THE RECORDS
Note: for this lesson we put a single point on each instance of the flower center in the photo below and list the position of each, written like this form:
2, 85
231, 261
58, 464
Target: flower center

DESCRIPTION OF THE TASK
The complete listing, from first line to last, should be copied verbatim.

ANSWER SECTION
Note: for this lesson we put a single point on each instance of the flower center in the photo below and list the position of each, written like this form:
2, 85
231, 261
58, 464
Target: flower center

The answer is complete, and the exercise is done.